Why would god do this?  Why divide humanity in a way that causes us not to understand each other?  Isn’t this the cause of wars, oppression, hatred, and injustice?  It seems that we were not ready for a united humanity and are required to go through thousands of years of conflict.  Does this make any sense at all?  We find a wonderful answer in two passages from the Koran.

We have revealed the Book to you (Muhammad) in all Truth. It confirms the (original) Bible and has the authority to preserve or abrogate what the Bible contains. Judge among them by what God has revealed to you and do not follow their desires instead of the Truth which has come to you. We have given a law and a way of life to each of you. Had God wanted, He could have made you into one nation, but He wanted to see who are the more pious ones among you. Compete with each other in righteousness. All of you will return to God who will tell you the truth in the matter of your differences.”  (5:48)

O mankind! We created you from a single (pair) of a male and a female, and made you into nations and tribes, that ye may know each other (not that ye may despise (each other). Verily the most honored of you in the sight of Allah is (he who is) the most righteous of you….(49:13)


Recently I reread one of Teilhard de Chardin’s books about his vision of a common human destiny.  He saw us as on an evolutionary path towards what he called The Omega Point.  This would be the culmination of Creation and, among other things, would bring all of humanity together as God intended.  Pope Benedict XVI explained this vision beautifully.

“And so we can now say that the goal of worship and the goal of creation as a whole are one and the same—divinization, a world of freedom and love. But this means that the historical makes its appearance in the cosmic. The cosmos is not a kind of closed building, a stationary container in which history may by chance take place. It is itself movement, from its one beginning to its one end. In a sense, creation is history. Against the background of the modern evolutionary world view, Teilhard de Chardin depicted the cosmos as a process of ascent, a series of unions. From very simple beginnings the path leads to ever greater and more complex unities, in which multiplicity is not abolished but merged into a growing synthesis, leading to the “Noosphere” in which spirit and its understanding embrace the whole and are blended into a kind of living organism.”

Physics tells us that the universe is undergoing an inevitable process of increasing disorder in the universe called Entropy.  What de Chardin, who was a scientist as well as a priest, taught that human activity can reverse entropy itself.   “This will be the end and the fulfillment of the spirit of the Earth. The end of the world: the wholesale internal introversion upon itself of the noosphere, which has simultaneously reached the uttermost limit of its complexity and centrality. The end of the world: the overthrow of equilibrium [the Heat Death], detaching the mind, fulfilled at last, from its material matrix, so that it will henceforth rest with all its weigh on God-Omega.”

********************

▶ [PROBLEM A]:
Reproduce, word for word, the stretch of the records from their first line through the line containing "note: several rings".

********************

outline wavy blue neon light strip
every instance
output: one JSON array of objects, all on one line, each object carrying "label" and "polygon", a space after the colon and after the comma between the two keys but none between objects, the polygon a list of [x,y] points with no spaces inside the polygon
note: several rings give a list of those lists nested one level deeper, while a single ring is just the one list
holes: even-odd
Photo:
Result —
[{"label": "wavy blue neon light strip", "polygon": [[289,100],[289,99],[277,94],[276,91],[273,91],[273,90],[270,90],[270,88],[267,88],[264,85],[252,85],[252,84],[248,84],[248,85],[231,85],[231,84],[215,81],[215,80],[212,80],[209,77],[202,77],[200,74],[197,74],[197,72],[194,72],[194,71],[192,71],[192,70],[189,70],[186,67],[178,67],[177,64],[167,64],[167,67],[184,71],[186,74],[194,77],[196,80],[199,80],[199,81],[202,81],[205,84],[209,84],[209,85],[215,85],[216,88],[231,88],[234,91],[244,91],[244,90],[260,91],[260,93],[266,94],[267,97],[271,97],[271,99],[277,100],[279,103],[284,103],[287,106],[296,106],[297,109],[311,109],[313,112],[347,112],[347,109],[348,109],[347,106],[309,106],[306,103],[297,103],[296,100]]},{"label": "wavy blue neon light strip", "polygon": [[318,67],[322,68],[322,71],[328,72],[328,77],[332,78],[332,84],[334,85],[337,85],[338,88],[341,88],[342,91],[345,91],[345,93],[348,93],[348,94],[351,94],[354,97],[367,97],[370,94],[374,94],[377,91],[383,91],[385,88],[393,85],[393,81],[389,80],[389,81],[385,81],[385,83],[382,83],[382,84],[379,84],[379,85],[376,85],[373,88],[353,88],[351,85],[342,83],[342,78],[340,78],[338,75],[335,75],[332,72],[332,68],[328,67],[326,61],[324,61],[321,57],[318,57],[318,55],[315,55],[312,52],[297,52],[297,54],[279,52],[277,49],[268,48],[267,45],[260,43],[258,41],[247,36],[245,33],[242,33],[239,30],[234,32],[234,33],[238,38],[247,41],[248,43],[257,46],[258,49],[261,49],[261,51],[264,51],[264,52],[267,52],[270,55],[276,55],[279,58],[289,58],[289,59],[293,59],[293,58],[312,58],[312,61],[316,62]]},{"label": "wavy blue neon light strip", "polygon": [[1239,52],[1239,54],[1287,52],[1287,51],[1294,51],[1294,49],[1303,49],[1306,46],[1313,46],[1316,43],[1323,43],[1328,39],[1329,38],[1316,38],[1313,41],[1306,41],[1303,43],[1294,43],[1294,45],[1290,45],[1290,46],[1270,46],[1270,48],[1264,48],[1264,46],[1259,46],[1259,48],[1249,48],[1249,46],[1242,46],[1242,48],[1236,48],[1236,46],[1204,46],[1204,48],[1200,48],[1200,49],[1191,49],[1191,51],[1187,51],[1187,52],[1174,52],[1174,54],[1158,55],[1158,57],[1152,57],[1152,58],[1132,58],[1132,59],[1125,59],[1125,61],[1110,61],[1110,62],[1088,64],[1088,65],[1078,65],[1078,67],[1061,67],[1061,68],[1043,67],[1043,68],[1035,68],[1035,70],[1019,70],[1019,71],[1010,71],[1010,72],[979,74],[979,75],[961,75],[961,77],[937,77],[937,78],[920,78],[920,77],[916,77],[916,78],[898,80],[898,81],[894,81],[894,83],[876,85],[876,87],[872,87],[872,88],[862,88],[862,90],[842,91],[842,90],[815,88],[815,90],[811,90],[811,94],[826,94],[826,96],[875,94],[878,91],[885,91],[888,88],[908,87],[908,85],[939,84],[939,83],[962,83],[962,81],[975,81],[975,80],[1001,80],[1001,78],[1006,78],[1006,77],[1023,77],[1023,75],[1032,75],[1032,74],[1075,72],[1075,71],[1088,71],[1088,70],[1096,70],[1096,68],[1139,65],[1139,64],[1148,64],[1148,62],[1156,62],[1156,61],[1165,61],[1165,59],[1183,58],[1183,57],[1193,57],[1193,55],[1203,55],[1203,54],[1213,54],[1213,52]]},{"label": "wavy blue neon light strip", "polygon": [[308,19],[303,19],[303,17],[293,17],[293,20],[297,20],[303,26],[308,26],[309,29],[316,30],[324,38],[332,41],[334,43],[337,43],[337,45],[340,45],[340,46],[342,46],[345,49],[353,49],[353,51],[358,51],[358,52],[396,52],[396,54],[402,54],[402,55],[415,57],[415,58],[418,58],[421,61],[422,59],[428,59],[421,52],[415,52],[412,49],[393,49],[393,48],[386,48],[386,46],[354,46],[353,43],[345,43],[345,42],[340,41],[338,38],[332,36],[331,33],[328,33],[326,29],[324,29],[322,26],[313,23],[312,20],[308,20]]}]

********************

▶ [PROBLEM B]:
Rewrite the stretch of the essay on divided humanity from "O mankind! We" through "righteous of you….(49:13)", replacing "tribes" with "clans".

▶ [TASK ANSWER A]:
outline wavy blue neon light strip
every instance
output: one JSON array of objects, all on one line, each object carrying "label" and "polygon", a space after the colon and after the comma between the two keys but none between objects, the polygon a list of [x,y] points with no spaces inside the polygon
note: several rings give a list of those lists nested one level deeper, while a single ring is just the one list

▶ [TASK ANSWER B]:
O mankind! We created you from a single (pair) of a male and a female, and made you into nations and clans, that ye may know each other (not that ye may despise (each other). Verily the most honored of you in the sight of Allah is (he who is) the most righteous of you….(49:13)